[Directions]:
Begin with the line containing "of the fence" and copy each line exactly through the last line of the entries, inclusive.

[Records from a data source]
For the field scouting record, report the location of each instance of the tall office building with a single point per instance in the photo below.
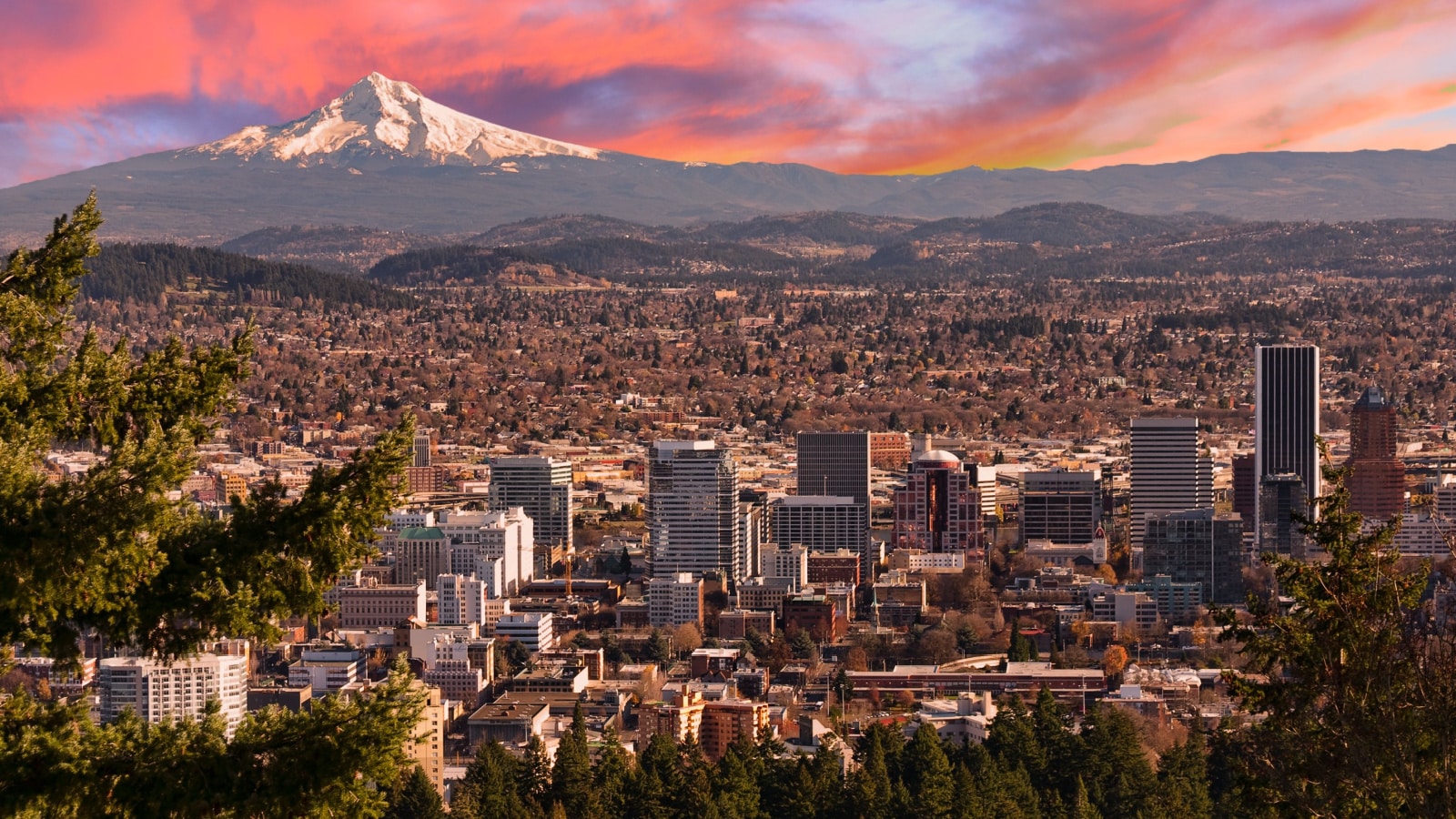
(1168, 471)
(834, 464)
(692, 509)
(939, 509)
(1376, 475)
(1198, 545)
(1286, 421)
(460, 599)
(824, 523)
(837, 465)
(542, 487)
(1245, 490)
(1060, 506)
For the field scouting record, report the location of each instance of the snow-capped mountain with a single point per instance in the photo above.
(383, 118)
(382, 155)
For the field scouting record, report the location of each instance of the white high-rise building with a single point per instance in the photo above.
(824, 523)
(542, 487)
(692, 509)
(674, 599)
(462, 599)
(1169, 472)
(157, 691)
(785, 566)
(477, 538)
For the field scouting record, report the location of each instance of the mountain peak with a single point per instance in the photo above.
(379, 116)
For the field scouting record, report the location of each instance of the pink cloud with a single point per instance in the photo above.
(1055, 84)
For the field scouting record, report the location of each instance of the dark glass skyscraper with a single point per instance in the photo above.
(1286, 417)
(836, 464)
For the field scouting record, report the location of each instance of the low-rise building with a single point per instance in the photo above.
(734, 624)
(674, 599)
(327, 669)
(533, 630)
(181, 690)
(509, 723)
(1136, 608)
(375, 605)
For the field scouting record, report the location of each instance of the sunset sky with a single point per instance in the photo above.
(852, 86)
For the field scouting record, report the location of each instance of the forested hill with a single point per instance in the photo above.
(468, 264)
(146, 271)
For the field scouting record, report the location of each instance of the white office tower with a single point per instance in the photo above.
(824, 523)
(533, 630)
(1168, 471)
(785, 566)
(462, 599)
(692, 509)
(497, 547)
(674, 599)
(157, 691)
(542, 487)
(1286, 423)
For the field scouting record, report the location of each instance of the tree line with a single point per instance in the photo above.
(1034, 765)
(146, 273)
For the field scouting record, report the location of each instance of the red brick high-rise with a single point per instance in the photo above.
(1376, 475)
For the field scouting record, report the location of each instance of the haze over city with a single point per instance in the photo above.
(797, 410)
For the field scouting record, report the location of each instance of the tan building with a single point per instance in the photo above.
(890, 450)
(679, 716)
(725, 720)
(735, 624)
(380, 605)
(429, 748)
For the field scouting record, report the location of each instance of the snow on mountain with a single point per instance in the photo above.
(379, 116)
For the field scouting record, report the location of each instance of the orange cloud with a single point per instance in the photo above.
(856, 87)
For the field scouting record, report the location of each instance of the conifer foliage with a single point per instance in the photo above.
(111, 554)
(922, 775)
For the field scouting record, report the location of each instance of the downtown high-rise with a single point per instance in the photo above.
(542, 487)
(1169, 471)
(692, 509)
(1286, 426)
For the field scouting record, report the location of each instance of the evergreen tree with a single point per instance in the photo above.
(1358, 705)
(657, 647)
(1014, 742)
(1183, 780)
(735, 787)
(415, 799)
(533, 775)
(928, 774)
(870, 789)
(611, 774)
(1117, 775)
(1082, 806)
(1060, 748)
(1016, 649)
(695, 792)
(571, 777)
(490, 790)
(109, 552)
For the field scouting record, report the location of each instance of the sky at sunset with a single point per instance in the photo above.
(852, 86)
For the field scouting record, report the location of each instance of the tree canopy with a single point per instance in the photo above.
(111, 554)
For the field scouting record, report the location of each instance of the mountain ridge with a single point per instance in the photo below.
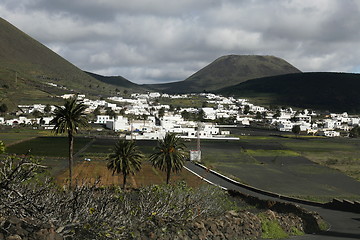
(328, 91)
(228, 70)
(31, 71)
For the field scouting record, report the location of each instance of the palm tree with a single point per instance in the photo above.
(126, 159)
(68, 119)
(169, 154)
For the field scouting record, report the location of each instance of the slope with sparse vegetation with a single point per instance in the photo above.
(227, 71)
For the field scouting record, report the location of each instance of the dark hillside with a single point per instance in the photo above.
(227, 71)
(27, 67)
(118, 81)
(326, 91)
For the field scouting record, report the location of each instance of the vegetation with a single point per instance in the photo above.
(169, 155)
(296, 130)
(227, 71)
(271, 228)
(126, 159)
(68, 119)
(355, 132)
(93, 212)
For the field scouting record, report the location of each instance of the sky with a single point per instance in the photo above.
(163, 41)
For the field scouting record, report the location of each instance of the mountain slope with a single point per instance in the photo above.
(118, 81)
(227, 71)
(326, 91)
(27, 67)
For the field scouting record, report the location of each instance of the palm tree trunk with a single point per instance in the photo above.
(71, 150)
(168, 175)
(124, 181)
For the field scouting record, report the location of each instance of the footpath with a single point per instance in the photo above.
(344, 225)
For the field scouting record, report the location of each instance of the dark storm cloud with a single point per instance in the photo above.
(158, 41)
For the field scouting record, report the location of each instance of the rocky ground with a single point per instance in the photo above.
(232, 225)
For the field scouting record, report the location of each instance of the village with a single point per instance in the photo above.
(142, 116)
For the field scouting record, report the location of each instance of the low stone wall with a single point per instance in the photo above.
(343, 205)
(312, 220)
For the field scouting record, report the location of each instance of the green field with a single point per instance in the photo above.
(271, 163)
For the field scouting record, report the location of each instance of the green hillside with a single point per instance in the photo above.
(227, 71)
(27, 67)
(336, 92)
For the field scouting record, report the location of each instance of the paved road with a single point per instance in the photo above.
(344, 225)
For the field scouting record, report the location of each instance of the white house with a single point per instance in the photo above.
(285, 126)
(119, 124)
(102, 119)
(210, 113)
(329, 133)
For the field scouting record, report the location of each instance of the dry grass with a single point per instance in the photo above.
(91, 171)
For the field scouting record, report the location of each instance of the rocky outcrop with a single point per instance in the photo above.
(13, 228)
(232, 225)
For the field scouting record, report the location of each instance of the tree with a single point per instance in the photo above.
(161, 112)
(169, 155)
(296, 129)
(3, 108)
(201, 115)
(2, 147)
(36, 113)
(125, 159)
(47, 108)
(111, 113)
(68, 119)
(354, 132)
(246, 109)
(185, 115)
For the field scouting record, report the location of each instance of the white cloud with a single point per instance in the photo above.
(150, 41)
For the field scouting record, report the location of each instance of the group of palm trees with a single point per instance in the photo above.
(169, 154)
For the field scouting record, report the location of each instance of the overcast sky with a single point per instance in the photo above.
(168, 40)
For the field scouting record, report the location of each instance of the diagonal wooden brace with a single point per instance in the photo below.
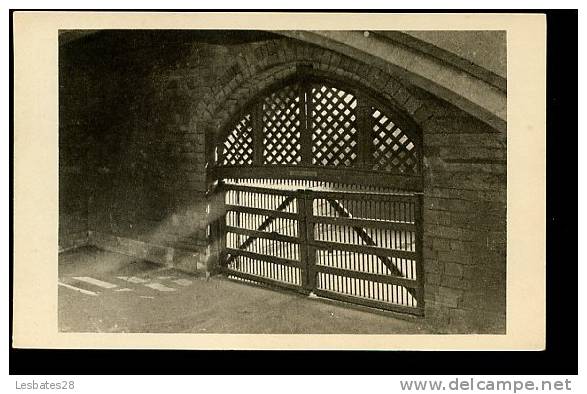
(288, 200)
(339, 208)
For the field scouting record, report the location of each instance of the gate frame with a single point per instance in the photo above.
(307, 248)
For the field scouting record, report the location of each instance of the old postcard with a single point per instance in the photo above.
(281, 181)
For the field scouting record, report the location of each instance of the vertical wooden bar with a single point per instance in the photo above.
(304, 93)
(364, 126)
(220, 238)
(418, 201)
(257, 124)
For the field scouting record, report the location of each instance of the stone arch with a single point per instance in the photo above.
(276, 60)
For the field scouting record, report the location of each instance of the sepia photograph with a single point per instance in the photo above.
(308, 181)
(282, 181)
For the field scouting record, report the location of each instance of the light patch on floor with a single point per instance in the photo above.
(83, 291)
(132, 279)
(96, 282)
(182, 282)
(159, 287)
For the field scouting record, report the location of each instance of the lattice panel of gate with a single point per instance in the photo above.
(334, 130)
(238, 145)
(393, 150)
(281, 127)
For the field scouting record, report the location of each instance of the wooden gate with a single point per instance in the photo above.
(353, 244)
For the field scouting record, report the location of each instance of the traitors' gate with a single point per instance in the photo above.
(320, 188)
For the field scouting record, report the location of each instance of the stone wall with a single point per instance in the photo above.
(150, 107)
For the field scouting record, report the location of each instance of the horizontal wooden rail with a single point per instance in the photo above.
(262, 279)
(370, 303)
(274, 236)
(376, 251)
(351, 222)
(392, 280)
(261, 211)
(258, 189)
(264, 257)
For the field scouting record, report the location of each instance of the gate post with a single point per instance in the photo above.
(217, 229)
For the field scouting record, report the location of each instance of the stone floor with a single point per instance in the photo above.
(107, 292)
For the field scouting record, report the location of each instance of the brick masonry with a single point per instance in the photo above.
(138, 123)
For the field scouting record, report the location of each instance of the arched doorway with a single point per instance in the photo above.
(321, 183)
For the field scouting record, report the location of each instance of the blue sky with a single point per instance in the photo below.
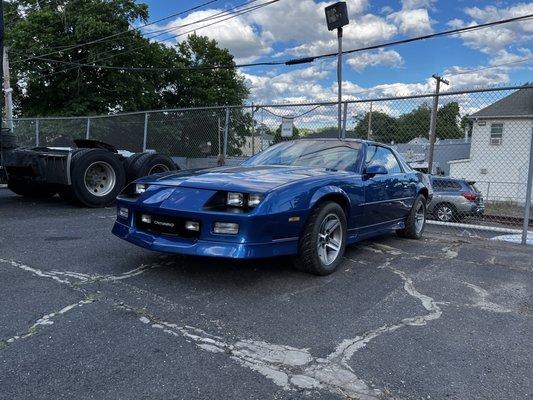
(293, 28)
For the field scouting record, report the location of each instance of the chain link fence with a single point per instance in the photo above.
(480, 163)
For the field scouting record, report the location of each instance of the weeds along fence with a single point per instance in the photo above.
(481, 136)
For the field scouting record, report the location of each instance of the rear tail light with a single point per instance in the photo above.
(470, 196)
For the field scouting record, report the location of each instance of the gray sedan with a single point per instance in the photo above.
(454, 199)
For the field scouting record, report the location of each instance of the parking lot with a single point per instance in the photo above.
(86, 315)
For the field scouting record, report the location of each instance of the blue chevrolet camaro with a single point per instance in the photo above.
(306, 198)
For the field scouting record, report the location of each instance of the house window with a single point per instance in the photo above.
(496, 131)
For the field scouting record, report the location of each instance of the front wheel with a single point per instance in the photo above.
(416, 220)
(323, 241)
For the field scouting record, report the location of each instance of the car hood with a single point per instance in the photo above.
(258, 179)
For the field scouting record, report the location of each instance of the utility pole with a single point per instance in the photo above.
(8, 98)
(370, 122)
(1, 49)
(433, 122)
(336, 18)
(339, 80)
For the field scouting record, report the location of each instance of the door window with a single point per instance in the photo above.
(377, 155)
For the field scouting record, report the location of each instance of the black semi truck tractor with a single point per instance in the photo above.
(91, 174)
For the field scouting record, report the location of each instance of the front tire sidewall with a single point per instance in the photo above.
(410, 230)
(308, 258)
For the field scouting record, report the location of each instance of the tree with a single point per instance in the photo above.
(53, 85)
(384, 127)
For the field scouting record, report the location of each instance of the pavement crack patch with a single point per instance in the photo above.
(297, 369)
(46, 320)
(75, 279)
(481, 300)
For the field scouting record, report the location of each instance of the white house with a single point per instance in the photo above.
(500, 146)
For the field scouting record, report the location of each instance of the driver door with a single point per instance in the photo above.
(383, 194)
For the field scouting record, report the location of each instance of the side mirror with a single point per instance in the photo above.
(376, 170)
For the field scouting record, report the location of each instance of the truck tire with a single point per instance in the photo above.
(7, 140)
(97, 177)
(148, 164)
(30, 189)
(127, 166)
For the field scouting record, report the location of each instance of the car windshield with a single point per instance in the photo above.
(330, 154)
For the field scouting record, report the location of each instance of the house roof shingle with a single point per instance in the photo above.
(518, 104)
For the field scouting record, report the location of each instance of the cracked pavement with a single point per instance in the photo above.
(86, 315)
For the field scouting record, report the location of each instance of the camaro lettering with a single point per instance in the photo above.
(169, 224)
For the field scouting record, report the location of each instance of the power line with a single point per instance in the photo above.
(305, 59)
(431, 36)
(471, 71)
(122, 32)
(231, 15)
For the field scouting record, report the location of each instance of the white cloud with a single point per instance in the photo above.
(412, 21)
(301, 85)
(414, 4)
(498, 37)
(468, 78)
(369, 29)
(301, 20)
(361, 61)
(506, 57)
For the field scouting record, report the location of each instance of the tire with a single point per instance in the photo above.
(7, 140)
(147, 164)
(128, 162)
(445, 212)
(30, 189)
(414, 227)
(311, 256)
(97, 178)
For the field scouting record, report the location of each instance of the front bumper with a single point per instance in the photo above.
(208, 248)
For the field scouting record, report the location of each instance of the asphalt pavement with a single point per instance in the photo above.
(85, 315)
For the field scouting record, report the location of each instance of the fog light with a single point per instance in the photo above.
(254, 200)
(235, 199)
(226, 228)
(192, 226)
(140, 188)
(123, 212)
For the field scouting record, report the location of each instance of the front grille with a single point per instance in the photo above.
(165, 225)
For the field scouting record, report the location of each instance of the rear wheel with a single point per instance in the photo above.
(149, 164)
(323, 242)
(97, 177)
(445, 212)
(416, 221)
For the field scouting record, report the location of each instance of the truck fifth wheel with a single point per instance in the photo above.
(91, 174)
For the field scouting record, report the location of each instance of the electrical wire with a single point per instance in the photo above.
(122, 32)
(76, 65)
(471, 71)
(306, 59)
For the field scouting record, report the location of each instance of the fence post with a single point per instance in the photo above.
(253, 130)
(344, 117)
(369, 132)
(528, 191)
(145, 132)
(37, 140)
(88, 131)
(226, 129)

[Solution to the problem]:
For the field scouting record, report the location of each instance of the fence post with a single point per instance in the photo above.
(253, 130)
(344, 117)
(369, 132)
(528, 191)
(145, 132)
(37, 140)
(88, 131)
(226, 129)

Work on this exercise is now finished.